[Entries provided]

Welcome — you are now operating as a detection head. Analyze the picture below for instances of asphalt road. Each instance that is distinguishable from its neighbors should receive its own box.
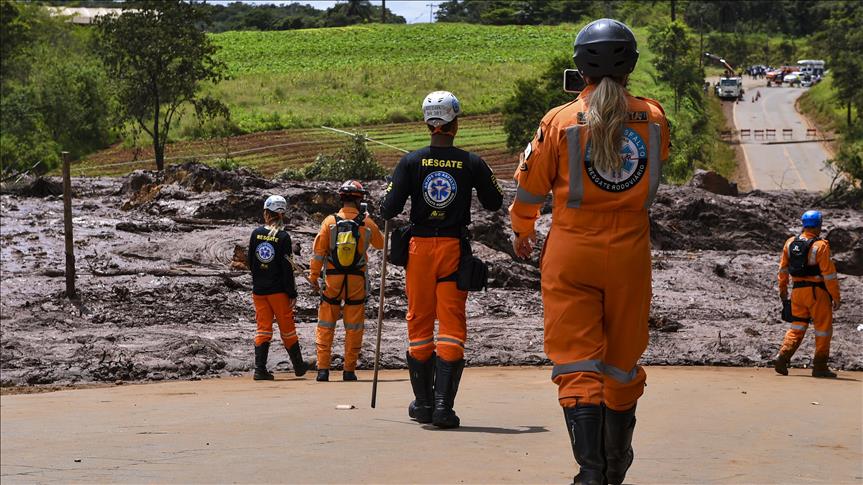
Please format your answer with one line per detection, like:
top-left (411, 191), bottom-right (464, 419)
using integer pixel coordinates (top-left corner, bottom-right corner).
top-left (0, 367), bottom-right (863, 484)
top-left (734, 80), bottom-right (833, 192)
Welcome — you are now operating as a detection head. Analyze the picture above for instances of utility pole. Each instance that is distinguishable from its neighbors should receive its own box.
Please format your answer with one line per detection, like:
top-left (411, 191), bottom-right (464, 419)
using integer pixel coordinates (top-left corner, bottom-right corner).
top-left (426, 2), bottom-right (437, 23)
top-left (60, 152), bottom-right (77, 299)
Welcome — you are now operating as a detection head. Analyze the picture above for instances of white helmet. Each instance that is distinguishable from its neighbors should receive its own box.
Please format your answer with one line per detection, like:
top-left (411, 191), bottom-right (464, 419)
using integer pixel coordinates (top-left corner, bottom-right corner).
top-left (423, 91), bottom-right (461, 127)
top-left (264, 195), bottom-right (288, 214)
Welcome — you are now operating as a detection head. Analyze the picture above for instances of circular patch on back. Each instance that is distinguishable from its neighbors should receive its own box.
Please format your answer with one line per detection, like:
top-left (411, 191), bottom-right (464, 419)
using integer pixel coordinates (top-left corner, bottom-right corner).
top-left (423, 171), bottom-right (458, 209)
top-left (255, 242), bottom-right (276, 263)
top-left (584, 127), bottom-right (647, 192)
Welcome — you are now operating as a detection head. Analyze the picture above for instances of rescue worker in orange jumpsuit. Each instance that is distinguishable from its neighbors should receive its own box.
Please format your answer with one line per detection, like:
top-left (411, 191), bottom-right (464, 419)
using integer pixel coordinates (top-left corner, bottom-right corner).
top-left (510, 19), bottom-right (670, 484)
top-left (246, 195), bottom-right (311, 381)
top-left (774, 210), bottom-right (842, 377)
top-left (309, 180), bottom-right (384, 382)
top-left (381, 91), bottom-right (503, 428)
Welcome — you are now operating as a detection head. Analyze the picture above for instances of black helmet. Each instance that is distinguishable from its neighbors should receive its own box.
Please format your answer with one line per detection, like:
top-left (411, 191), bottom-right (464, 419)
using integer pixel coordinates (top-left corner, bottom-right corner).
top-left (572, 19), bottom-right (638, 78)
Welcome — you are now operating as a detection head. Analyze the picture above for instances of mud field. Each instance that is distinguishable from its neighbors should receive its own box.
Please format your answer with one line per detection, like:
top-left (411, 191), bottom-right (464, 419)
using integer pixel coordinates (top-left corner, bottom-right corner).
top-left (0, 163), bottom-right (863, 387)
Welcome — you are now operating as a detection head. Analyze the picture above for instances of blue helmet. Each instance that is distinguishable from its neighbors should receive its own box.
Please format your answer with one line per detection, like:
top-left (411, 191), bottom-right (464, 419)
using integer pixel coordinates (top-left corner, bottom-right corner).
top-left (800, 211), bottom-right (821, 228)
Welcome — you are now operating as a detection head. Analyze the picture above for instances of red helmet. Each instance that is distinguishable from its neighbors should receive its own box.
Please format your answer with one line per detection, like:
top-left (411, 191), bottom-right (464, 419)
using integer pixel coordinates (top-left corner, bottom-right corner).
top-left (339, 180), bottom-right (368, 200)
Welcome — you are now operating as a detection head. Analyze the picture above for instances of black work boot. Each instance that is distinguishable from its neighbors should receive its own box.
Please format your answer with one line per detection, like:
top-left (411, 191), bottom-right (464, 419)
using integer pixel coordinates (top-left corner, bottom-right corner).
top-left (563, 404), bottom-right (605, 485)
top-left (407, 352), bottom-right (435, 423)
top-left (603, 406), bottom-right (635, 485)
top-left (254, 342), bottom-right (275, 381)
top-left (812, 357), bottom-right (836, 379)
top-left (287, 342), bottom-right (312, 377)
top-left (432, 357), bottom-right (464, 429)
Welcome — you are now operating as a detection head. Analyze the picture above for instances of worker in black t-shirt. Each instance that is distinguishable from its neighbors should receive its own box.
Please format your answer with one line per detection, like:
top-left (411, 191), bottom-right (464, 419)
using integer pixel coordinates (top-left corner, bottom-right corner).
top-left (247, 195), bottom-right (311, 381)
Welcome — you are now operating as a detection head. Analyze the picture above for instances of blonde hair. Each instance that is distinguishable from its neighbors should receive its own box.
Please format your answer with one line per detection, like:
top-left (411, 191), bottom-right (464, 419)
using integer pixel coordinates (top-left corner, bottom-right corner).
top-left (587, 76), bottom-right (629, 173)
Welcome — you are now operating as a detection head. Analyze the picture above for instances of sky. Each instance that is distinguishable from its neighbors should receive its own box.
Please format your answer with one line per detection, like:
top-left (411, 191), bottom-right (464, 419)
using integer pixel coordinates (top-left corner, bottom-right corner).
top-left (210, 0), bottom-right (441, 24)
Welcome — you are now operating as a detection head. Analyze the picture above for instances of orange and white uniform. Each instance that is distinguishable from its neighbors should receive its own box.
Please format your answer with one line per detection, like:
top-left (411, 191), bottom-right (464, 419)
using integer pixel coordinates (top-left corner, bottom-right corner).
top-left (779, 229), bottom-right (841, 363)
top-left (510, 86), bottom-right (670, 411)
top-left (309, 207), bottom-right (384, 371)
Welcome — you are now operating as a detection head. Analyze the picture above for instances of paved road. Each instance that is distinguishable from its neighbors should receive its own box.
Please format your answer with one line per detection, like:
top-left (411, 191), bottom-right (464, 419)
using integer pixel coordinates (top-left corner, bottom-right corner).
top-left (734, 81), bottom-right (833, 192)
top-left (0, 367), bottom-right (863, 484)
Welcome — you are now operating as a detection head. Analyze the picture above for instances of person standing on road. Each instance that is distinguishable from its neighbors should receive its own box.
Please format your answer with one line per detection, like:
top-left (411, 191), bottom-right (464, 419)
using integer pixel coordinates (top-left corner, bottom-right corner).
top-left (774, 210), bottom-right (842, 377)
top-left (381, 91), bottom-right (503, 428)
top-left (246, 195), bottom-right (311, 381)
top-left (510, 19), bottom-right (670, 484)
top-left (309, 180), bottom-right (384, 382)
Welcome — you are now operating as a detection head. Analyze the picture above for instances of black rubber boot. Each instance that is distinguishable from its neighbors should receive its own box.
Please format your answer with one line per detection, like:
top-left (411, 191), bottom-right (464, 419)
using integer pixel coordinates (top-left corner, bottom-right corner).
top-left (773, 352), bottom-right (791, 376)
top-left (563, 404), bottom-right (605, 485)
top-left (603, 406), bottom-right (635, 485)
top-left (406, 352), bottom-right (435, 423)
top-left (254, 342), bottom-right (275, 381)
top-left (812, 357), bottom-right (836, 379)
top-left (287, 342), bottom-right (312, 377)
top-left (432, 357), bottom-right (464, 429)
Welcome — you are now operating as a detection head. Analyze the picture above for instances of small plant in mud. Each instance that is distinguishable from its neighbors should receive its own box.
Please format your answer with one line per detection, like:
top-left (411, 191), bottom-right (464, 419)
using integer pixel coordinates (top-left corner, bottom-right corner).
top-left (279, 134), bottom-right (387, 180)
top-left (213, 157), bottom-right (240, 172)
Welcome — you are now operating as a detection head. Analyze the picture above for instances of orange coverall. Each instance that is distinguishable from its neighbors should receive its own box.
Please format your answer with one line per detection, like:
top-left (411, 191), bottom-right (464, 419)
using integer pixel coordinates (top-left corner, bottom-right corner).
top-left (309, 207), bottom-right (384, 371)
top-left (405, 237), bottom-right (467, 362)
top-left (779, 229), bottom-right (841, 363)
top-left (510, 86), bottom-right (670, 411)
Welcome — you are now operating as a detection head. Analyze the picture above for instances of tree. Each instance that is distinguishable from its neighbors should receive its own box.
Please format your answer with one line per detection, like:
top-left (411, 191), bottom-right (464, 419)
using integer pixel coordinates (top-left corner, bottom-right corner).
top-left (817, 1), bottom-right (863, 128)
top-left (97, 0), bottom-right (228, 171)
top-left (647, 20), bottom-right (704, 113)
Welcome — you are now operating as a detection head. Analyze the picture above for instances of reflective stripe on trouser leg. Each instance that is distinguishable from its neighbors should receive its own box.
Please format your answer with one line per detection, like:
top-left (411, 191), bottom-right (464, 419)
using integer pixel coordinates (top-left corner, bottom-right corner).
top-left (252, 294), bottom-right (273, 345)
top-left (344, 292), bottom-right (366, 371)
top-left (405, 238), bottom-right (437, 362)
top-left (315, 292), bottom-right (341, 369)
top-left (435, 239), bottom-right (467, 362)
top-left (267, 293), bottom-right (299, 349)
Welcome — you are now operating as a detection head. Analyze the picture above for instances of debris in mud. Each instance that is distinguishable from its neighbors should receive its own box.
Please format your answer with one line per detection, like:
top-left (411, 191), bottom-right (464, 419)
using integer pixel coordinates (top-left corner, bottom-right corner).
top-left (647, 315), bottom-right (683, 332)
top-left (686, 169), bottom-right (738, 197)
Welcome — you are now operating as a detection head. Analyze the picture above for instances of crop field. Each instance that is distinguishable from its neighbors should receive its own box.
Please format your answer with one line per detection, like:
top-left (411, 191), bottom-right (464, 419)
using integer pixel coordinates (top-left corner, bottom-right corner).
top-left (72, 115), bottom-right (518, 177)
top-left (197, 24), bottom-right (578, 132)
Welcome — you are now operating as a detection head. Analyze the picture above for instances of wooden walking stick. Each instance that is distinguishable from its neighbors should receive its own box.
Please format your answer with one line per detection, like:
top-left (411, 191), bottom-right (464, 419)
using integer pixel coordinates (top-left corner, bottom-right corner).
top-left (372, 220), bottom-right (390, 409)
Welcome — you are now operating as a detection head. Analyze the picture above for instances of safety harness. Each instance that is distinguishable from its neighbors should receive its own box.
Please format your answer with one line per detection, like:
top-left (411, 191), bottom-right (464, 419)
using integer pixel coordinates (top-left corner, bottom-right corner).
top-left (321, 211), bottom-right (371, 305)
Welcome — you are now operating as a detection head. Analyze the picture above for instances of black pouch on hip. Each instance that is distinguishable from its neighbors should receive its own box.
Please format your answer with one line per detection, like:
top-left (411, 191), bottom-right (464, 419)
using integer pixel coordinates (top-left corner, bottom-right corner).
top-left (782, 300), bottom-right (794, 322)
top-left (389, 224), bottom-right (411, 267)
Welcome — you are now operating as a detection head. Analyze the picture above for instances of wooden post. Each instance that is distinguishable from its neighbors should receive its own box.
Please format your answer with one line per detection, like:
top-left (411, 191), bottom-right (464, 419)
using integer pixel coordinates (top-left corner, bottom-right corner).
top-left (60, 152), bottom-right (77, 299)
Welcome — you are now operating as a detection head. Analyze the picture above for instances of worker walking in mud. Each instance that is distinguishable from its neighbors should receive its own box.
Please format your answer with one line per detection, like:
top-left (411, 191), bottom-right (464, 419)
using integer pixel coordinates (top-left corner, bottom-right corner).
top-left (381, 91), bottom-right (503, 428)
top-left (510, 19), bottom-right (670, 485)
top-left (246, 195), bottom-right (311, 381)
top-left (309, 180), bottom-right (384, 382)
top-left (774, 210), bottom-right (842, 377)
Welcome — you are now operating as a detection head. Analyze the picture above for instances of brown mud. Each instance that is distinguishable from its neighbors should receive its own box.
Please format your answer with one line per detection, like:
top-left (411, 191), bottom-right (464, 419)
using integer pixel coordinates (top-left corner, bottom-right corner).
top-left (0, 163), bottom-right (863, 387)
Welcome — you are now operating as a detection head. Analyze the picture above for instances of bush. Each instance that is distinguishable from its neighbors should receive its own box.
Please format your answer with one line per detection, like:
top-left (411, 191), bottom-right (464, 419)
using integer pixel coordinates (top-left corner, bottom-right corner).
top-left (279, 134), bottom-right (387, 180)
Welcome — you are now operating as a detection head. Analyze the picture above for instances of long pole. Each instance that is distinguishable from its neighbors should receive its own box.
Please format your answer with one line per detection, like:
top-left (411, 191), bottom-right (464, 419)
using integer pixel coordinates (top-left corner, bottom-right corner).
top-left (372, 220), bottom-right (390, 409)
top-left (60, 152), bottom-right (77, 299)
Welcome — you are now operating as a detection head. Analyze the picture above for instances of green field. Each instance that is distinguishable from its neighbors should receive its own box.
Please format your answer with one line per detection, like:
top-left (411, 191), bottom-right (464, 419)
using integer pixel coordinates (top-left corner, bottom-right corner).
top-left (196, 24), bottom-right (578, 137)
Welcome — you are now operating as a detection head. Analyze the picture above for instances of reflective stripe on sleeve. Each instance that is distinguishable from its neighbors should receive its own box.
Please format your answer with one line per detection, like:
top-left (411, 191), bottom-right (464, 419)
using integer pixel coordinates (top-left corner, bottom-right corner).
top-left (644, 123), bottom-right (662, 208)
top-left (515, 186), bottom-right (545, 204)
top-left (566, 125), bottom-right (584, 208)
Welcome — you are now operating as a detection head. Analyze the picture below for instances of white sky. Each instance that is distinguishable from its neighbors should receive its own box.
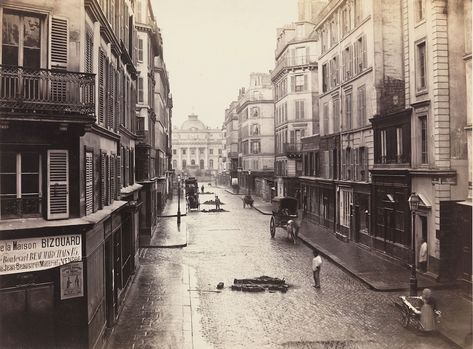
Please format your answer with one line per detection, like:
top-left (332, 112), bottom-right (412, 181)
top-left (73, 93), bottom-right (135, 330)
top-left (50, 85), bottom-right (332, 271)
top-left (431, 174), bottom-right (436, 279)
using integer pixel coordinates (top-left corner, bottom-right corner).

[Work to be completed] Reproduce the lines from the one containing "instances of circular" through the one containing "top-left (572, 19), bottom-right (638, 78)", putting "bounding-box detector" in place of "detection head" and leaving everything else as it stands.

[Finished answer]
Welcome — you are now operating as a bounding-box detector. Analyze the picture above for instances of circular patch on back. Each instance that is distinguishable from its neighbors should receive its own box.
Please format your answer with one line per detection, like:
top-left (411, 191), bottom-right (464, 419)
using integer pixel coordinates (top-left corner, bottom-right corner).
top-left (423, 171), bottom-right (458, 209)
top-left (255, 242), bottom-right (276, 263)
top-left (584, 127), bottom-right (647, 192)
Welcome — you are now operating as a bounding-box detector. Analyze the picture above for instances of rescue worker in orange jumpsuit. Each instance that is distinguishable from its neighbors should receive its own box.
Please format your answer with one line per detection, like:
top-left (411, 191), bottom-right (464, 419)
using integer pixel coordinates (top-left corner, bottom-right corner).
top-left (510, 19), bottom-right (670, 484)
top-left (246, 195), bottom-right (311, 381)
top-left (774, 210), bottom-right (842, 377)
top-left (309, 180), bottom-right (384, 382)
top-left (381, 91), bottom-right (503, 428)
Welcome — you are now operating as a bounding-box detector. Analyze the picture above for instances of black helmet. Each instance that is distinguishable from its neighbors should receive its own box.
Please format your answer with one line per detection, like:
top-left (411, 191), bottom-right (464, 419)
using integer pixel coordinates (top-left corner, bottom-right corner).
top-left (572, 19), bottom-right (638, 78)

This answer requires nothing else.